PROVIDED ENTRIES =
- - - - - - -

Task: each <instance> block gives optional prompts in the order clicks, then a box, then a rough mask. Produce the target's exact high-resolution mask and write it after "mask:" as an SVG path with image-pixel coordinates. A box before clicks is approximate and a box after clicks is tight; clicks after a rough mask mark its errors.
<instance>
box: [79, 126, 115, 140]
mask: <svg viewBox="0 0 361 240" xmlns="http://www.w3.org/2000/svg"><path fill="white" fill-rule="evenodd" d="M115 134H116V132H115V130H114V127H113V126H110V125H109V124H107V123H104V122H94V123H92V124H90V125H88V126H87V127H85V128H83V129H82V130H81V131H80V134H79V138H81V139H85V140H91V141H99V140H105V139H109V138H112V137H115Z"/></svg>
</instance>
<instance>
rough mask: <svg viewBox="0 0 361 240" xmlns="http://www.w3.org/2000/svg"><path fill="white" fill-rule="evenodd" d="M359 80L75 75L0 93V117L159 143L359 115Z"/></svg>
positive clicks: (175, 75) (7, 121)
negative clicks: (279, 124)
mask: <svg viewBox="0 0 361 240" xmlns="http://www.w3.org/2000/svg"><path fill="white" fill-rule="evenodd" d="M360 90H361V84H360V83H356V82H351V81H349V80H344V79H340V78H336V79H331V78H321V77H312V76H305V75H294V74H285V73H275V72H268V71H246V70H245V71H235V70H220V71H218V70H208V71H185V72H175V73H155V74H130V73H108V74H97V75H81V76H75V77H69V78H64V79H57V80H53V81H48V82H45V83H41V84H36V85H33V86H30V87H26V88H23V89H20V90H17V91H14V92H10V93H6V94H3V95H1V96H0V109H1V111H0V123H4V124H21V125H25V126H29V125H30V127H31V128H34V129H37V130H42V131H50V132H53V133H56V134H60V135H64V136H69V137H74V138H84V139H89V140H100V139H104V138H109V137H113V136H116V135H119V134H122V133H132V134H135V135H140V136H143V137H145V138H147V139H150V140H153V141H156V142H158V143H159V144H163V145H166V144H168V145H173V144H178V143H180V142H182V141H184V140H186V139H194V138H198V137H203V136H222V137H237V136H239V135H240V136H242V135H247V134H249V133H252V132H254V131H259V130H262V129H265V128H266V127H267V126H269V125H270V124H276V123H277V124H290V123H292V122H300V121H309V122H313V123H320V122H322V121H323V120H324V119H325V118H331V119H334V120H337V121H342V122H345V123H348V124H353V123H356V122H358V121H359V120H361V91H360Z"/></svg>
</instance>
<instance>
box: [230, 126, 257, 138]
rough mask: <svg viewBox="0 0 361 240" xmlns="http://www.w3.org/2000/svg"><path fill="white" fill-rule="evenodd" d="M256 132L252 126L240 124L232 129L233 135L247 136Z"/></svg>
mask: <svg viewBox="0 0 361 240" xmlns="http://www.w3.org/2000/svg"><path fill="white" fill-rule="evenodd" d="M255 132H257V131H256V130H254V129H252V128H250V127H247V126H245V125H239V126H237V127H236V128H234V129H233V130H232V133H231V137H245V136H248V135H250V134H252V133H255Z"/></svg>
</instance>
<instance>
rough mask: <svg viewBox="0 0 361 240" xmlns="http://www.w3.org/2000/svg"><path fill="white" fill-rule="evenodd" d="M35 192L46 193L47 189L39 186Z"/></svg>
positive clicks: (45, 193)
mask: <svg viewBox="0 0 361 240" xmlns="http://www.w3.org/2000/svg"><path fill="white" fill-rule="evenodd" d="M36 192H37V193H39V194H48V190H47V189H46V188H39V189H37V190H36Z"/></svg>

- - - - - - -

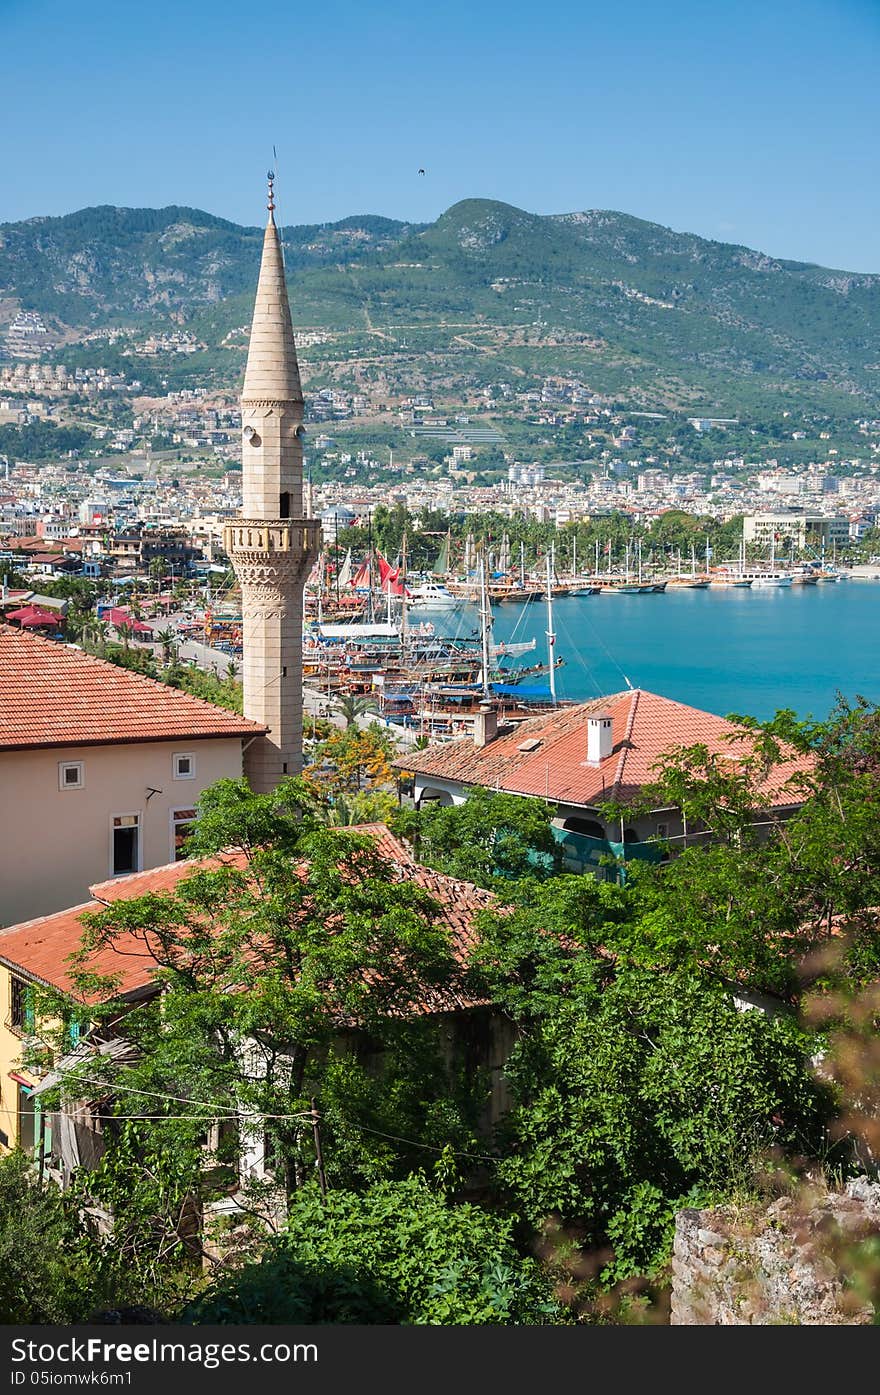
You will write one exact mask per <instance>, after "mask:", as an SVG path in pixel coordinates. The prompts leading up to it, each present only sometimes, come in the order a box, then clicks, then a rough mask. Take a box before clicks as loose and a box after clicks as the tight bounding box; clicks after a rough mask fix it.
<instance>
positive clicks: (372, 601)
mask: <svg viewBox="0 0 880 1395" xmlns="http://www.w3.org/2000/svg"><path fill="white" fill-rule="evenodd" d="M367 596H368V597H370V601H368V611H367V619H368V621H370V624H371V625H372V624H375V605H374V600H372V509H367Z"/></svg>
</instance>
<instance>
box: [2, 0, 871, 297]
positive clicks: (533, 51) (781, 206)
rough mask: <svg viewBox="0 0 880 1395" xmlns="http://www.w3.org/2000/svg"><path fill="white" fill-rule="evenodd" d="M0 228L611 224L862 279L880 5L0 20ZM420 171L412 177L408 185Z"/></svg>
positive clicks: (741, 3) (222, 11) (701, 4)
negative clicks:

- - - - - - -

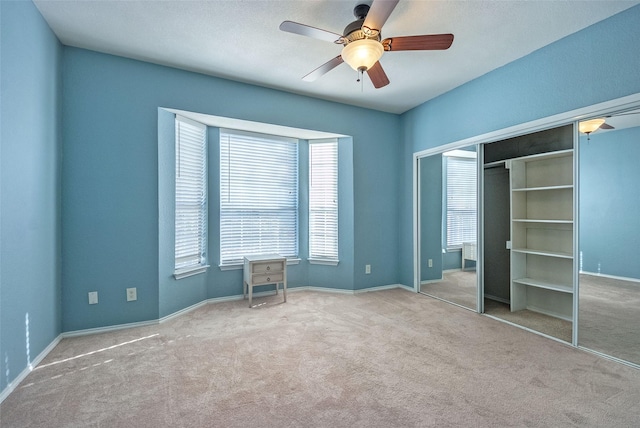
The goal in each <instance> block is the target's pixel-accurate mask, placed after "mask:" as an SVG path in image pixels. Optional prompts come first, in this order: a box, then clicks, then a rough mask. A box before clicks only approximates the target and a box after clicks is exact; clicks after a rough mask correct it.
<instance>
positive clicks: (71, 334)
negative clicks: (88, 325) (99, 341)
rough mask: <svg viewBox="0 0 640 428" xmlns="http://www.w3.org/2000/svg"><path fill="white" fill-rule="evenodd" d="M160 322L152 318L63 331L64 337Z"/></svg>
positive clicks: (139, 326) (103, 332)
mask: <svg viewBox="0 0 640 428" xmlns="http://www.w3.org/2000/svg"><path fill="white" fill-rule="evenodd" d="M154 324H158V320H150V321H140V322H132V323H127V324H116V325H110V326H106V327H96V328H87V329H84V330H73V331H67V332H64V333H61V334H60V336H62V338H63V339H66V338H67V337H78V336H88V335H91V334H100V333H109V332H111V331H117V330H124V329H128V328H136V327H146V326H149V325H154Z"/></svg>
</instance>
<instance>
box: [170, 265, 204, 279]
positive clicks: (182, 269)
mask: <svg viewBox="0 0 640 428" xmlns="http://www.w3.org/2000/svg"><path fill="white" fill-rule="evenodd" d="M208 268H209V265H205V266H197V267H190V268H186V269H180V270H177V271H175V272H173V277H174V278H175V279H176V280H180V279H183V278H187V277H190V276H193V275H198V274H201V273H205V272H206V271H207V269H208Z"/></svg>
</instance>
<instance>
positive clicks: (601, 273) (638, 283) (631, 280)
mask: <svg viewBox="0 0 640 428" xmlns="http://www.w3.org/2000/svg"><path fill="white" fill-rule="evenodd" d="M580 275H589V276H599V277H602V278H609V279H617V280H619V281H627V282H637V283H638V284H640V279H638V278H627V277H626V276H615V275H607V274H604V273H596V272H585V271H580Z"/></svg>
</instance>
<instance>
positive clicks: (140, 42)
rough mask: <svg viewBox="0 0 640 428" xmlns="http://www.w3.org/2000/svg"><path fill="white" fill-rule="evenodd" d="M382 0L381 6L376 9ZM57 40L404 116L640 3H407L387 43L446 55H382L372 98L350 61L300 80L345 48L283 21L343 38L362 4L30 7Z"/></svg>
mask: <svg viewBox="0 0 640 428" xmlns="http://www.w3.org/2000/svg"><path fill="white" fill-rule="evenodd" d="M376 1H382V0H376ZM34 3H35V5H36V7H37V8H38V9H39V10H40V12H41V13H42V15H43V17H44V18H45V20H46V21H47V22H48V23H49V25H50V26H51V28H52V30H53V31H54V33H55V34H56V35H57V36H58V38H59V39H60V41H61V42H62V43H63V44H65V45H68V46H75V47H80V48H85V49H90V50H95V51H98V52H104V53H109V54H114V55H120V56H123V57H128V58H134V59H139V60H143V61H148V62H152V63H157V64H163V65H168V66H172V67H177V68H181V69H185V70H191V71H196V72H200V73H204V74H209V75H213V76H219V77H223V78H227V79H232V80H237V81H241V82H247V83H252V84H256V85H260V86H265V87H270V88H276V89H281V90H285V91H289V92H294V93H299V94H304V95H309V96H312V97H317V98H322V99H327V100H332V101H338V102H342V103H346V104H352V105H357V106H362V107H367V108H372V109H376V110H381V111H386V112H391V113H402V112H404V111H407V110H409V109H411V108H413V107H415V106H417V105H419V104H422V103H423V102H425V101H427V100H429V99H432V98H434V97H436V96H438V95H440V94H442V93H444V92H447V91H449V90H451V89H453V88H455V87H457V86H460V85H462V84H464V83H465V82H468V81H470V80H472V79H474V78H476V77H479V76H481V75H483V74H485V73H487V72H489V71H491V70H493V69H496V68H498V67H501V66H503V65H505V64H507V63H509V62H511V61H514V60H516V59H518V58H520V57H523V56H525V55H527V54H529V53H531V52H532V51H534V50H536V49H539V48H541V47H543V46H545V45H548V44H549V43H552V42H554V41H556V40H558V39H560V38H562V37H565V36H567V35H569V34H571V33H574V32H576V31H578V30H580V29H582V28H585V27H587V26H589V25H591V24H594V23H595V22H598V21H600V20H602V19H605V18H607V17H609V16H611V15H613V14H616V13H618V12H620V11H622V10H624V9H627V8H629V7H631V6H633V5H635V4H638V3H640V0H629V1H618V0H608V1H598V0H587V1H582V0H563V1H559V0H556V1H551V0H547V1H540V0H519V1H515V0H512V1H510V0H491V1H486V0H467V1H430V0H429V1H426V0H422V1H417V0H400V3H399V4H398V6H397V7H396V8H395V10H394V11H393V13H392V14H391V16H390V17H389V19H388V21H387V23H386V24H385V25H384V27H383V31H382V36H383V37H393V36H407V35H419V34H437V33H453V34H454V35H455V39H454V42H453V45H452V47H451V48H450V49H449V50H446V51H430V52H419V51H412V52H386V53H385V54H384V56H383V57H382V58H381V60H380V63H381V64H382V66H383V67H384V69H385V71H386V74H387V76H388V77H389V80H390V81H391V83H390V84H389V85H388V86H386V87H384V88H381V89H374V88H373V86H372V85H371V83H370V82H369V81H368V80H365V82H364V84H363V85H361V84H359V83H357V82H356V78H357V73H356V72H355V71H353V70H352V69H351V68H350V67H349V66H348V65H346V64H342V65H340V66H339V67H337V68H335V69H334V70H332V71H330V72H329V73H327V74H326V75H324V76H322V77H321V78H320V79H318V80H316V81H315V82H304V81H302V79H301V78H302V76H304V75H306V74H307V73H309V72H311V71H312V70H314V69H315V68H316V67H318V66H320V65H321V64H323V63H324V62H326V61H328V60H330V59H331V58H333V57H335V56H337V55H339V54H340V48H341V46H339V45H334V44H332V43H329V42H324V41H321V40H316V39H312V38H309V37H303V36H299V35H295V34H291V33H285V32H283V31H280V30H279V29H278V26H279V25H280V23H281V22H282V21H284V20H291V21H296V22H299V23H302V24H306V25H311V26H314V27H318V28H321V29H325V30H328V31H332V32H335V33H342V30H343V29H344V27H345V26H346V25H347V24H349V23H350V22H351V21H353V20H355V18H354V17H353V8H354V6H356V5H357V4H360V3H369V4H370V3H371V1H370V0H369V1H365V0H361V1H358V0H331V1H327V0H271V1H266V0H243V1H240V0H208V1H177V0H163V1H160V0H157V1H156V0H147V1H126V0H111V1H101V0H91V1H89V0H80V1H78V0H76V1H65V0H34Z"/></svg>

- - - - - - -

Everything from the line with "positive clicks: (71, 334)" through the line with "322L152 318L63 331L64" in the listing above must be retyped exactly, with nothing added.

positive clicks: (71, 334)
negative clicks: (88, 325) (99, 341)
rough mask: <svg viewBox="0 0 640 428" xmlns="http://www.w3.org/2000/svg"><path fill="white" fill-rule="evenodd" d="M160 322L152 318L63 331L64 337Z"/></svg>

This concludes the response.